Begin

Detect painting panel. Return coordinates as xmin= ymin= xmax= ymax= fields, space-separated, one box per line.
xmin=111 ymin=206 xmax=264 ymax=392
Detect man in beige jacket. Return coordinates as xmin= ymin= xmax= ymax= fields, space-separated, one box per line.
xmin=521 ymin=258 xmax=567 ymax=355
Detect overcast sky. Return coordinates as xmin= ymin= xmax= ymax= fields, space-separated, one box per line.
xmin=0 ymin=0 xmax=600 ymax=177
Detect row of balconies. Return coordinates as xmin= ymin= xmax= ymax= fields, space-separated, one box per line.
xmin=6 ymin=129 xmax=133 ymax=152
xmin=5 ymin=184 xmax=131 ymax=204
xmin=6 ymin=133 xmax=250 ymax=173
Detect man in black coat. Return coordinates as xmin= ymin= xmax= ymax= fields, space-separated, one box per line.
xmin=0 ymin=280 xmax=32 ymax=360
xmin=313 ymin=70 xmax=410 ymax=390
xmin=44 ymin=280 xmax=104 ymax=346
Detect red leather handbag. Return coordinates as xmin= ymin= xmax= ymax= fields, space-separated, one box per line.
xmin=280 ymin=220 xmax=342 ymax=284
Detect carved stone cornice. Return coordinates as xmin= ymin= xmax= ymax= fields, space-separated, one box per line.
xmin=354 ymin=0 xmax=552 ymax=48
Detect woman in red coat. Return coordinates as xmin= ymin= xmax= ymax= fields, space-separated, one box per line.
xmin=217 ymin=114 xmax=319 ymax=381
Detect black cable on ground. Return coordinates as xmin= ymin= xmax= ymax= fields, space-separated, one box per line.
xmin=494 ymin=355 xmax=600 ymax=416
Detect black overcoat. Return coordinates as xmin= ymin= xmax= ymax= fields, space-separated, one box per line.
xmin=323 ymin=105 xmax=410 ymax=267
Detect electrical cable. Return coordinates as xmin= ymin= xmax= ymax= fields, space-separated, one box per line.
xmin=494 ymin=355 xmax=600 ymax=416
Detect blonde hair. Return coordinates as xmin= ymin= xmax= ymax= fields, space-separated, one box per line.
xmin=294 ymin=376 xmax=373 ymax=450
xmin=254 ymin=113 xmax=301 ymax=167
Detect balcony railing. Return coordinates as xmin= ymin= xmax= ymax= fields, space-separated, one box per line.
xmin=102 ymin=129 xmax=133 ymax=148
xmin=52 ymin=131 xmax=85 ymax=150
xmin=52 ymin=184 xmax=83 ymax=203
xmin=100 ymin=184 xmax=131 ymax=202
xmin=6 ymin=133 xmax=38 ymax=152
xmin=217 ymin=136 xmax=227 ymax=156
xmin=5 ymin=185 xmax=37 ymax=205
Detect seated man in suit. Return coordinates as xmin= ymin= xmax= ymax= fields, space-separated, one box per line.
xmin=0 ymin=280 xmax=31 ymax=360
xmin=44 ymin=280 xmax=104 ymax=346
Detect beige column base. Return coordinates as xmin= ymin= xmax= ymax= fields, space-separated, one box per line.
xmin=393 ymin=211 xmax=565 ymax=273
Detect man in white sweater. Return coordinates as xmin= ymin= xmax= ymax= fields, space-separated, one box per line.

End

Each line of the material should be echoed exactly.

▶ [Reply]
Detect painting panel. Return coordinates as xmin= ymin= xmax= ymax= fields, space-separated, one box per line.
xmin=111 ymin=206 xmax=264 ymax=392
Detect man in beige jacket. Return coordinates as xmin= ymin= xmax= ymax= fields, space-separated, one box per line.
xmin=521 ymin=258 xmax=567 ymax=355
Detect overcast sky. Return coordinates as xmin= ymin= xmax= ymax= fields, space-separated, one box per line.
xmin=0 ymin=0 xmax=600 ymax=177
Detect row of balconies. Return coordinates as xmin= ymin= xmax= ymax= fields, space-separated, one box per line.
xmin=6 ymin=129 xmax=133 ymax=152
xmin=5 ymin=184 xmax=131 ymax=204
xmin=6 ymin=133 xmax=250 ymax=173
Detect man in black coat. Return coordinates as xmin= ymin= xmax= ymax= fields, space-separated, one box per line.
xmin=0 ymin=280 xmax=32 ymax=360
xmin=313 ymin=70 xmax=410 ymax=390
xmin=44 ymin=280 xmax=104 ymax=346
Detect red leather handbag. Return coordinates as xmin= ymin= xmax= ymax= fields, space-separated, one box per line.
xmin=280 ymin=220 xmax=342 ymax=284
Detect carved stone cornice. Return coordinates as xmin= ymin= xmax= ymax= fields, space-separated, one box per line.
xmin=354 ymin=0 xmax=552 ymax=48
Detect woman in red coat. Return coordinates as xmin= ymin= xmax= ymax= fields, space-separated, one box per line.
xmin=217 ymin=114 xmax=319 ymax=381
Detect black cable on ground. Return coordinates as xmin= ymin= xmax= ymax= fields, space-separated, one box per line.
xmin=494 ymin=355 xmax=600 ymax=416
Detect black overcoat. Return coordinates as xmin= ymin= xmax= ymax= fields, space-separated, one box per line.
xmin=323 ymin=105 xmax=410 ymax=267
Detect electrical cable. Return coordinates as xmin= ymin= xmax= ymax= fields, space-separated, one box per line.
xmin=494 ymin=355 xmax=600 ymax=416
Detect blonde hair. Return coordinates as xmin= ymin= xmax= ymax= fields, space-separated, one box per line.
xmin=294 ymin=376 xmax=373 ymax=450
xmin=254 ymin=113 xmax=301 ymax=167
Detect balcony railing. Return coordinates as xmin= ymin= xmax= ymax= fields, space-separated, one box per line.
xmin=102 ymin=129 xmax=133 ymax=148
xmin=52 ymin=131 xmax=85 ymax=150
xmin=52 ymin=184 xmax=83 ymax=203
xmin=100 ymin=184 xmax=131 ymax=202
xmin=6 ymin=133 xmax=38 ymax=152
xmin=217 ymin=136 xmax=227 ymax=156
xmin=5 ymin=185 xmax=37 ymax=205
Detect seated man in suit. Return coordinates as xmin= ymin= xmax= ymax= fields, space-separated, one box per line.
xmin=0 ymin=280 xmax=31 ymax=360
xmin=44 ymin=280 xmax=104 ymax=346
Detect beige column base. Return coordinates as xmin= ymin= xmax= ymax= fields, space-separated, one box per line.
xmin=393 ymin=211 xmax=565 ymax=273
Detect man in white sweater. Return coordinates as xmin= ymin= xmax= ymax= fields, space-separated, one box per line.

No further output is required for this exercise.